::: Provided records

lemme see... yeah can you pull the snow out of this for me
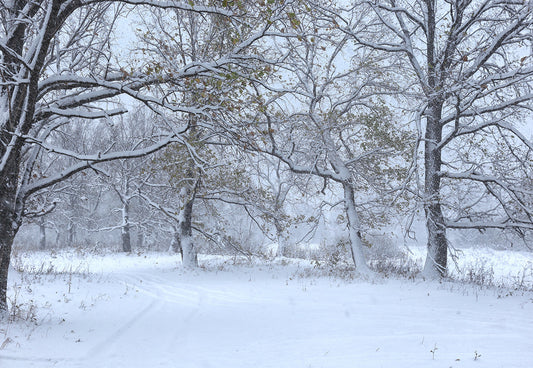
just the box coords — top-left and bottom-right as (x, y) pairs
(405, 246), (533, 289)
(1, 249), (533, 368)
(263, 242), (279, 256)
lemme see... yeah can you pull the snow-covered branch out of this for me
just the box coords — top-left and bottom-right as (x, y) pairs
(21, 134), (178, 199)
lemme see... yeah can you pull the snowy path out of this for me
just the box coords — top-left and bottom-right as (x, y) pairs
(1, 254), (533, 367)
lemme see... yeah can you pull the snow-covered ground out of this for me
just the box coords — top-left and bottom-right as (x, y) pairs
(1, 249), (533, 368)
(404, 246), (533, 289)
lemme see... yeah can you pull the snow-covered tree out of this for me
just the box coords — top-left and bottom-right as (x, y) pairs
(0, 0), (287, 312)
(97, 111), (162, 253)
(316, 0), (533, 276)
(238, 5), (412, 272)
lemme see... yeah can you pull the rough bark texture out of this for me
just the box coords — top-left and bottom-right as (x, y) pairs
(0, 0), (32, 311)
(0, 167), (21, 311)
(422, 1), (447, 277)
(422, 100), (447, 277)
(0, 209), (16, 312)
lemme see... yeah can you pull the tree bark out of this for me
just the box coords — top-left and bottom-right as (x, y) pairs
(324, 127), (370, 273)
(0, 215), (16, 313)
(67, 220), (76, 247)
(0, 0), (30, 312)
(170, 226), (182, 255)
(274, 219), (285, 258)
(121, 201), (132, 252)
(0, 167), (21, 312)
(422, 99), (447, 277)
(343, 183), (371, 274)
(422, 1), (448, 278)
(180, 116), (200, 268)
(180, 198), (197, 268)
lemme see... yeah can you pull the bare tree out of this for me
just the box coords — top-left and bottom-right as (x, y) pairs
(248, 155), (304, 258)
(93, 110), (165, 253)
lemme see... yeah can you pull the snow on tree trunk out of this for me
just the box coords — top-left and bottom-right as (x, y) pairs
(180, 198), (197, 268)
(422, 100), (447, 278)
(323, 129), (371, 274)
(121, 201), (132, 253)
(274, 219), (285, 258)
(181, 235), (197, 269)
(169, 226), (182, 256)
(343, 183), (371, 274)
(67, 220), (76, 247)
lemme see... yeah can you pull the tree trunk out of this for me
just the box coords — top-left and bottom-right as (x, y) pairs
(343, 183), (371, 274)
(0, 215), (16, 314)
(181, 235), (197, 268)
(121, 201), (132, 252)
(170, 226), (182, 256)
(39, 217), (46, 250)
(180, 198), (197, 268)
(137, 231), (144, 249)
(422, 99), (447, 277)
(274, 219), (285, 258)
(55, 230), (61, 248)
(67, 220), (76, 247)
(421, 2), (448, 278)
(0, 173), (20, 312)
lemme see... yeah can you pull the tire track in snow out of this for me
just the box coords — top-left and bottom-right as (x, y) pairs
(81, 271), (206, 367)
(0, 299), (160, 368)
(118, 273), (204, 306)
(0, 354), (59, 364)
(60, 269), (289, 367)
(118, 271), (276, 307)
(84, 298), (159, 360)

::::::

• About this task
A single number is the answer: how many lines of the material above hold the word "covered"?

• Solved exercise
3